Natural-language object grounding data
□ □ □ □
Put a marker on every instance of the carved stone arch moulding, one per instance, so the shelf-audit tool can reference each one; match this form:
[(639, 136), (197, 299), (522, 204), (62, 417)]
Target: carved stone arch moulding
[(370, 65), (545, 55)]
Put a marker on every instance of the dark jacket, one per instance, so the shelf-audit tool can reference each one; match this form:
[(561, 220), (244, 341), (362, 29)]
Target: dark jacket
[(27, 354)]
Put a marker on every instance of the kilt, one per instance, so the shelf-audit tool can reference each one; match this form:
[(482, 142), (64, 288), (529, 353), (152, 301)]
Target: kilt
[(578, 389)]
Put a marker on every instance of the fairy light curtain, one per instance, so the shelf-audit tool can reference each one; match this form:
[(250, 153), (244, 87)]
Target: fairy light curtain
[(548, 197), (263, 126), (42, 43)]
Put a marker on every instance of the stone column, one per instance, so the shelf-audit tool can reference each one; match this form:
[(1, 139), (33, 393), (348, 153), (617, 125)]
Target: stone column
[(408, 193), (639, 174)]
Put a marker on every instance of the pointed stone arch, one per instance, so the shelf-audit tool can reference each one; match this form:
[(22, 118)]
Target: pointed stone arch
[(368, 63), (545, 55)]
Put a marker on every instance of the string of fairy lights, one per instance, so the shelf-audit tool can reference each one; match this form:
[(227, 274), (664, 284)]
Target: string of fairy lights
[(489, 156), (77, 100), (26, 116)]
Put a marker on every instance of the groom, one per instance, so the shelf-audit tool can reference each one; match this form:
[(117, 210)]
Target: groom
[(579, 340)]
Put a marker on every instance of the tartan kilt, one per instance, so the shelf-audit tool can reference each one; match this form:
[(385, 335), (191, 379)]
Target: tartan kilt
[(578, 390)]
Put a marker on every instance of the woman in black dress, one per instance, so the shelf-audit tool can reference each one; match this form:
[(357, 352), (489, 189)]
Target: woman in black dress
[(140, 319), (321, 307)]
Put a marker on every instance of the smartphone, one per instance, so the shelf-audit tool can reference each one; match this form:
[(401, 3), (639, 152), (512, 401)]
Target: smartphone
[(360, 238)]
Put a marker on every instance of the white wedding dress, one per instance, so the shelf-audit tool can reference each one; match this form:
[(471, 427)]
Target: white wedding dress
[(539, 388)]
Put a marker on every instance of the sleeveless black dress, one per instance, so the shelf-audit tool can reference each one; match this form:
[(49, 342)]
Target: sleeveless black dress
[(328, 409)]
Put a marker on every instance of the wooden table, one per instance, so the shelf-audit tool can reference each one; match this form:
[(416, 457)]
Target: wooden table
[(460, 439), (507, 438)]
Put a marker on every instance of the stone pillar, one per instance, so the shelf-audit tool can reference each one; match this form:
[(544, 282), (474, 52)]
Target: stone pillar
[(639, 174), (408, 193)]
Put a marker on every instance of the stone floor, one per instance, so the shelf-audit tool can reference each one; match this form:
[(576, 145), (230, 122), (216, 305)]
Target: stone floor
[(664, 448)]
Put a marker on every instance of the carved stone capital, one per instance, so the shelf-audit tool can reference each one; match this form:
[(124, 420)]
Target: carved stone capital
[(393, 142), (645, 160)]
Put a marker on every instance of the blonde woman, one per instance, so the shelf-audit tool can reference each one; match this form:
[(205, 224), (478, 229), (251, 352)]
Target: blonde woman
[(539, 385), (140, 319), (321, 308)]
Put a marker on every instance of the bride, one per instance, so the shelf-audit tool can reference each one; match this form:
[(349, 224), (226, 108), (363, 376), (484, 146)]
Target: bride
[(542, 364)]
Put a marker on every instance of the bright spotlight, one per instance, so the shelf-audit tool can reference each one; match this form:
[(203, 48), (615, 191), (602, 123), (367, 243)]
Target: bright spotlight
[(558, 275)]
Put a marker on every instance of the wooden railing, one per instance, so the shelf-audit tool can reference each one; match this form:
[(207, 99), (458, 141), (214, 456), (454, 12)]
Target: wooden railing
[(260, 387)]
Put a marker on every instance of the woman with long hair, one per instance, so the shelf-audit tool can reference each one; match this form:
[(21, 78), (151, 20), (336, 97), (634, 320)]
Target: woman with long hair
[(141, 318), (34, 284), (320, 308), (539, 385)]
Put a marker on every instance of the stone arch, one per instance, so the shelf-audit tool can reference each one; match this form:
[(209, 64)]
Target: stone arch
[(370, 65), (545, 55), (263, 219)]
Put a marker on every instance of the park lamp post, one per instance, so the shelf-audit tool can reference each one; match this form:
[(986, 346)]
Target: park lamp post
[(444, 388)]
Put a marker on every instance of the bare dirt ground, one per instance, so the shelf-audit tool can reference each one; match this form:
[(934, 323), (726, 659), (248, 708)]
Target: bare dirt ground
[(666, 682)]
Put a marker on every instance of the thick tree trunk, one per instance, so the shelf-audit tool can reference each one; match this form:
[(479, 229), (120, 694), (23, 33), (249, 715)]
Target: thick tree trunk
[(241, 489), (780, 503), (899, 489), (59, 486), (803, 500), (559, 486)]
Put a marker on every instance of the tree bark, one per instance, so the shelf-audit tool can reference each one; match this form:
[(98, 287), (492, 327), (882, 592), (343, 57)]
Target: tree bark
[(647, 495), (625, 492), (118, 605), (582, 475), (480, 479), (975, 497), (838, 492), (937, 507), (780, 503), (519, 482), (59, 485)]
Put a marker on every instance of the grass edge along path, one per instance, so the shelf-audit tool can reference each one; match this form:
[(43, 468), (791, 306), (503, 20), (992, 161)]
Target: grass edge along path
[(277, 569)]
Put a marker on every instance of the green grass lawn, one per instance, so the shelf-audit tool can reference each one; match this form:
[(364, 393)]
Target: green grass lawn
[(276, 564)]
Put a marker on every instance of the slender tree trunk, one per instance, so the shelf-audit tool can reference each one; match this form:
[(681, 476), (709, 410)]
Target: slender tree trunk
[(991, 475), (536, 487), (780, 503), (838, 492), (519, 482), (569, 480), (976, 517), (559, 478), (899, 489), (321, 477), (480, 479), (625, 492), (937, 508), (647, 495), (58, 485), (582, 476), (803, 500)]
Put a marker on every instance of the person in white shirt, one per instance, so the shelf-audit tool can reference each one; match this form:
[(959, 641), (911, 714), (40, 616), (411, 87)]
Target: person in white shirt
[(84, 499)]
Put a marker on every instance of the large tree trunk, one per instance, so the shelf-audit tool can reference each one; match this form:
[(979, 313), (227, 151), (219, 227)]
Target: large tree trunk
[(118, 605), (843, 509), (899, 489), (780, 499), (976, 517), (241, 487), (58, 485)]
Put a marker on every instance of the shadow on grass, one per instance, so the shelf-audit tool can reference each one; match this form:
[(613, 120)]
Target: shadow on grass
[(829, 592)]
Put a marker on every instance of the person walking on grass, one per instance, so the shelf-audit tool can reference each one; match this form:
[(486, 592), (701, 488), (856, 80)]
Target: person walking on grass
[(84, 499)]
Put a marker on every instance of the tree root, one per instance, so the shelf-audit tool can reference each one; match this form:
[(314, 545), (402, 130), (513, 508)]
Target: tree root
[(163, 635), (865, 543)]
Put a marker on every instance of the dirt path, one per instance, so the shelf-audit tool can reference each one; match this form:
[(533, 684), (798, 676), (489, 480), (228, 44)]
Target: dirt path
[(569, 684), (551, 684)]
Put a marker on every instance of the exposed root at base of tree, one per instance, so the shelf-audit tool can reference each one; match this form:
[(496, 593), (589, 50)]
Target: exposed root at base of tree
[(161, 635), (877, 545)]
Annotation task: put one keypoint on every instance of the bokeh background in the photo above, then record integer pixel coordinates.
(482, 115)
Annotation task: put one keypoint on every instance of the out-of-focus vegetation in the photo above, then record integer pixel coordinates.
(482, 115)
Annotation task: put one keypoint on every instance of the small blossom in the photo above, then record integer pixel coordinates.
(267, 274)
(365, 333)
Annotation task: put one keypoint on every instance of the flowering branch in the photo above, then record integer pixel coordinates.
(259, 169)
□ □ □ □
Action item
Look back at the entries above and repeat, unchanged, every line from the line holding "Put a marker on every instance of the stone arch, one" through the line holding "Put a marker on every instance of the bare".

Result of this task
Put a marker on every instance of the stone arch, one per instance, so the shelf-audit tool can reference each one; match this form:
[(209, 64)]
Target: stone arch
[(370, 65), (545, 55), (263, 219)]
Put a marker on every instance of the park lamp post, one per instance, so the shelf-audit tool can reference each one; match this form:
[(986, 346)]
Target: park lamp post
[(444, 388)]
Put a marker on every instance of the bare dirt ground, one per instance, so the shelf-audit tool can reference each one; match this form:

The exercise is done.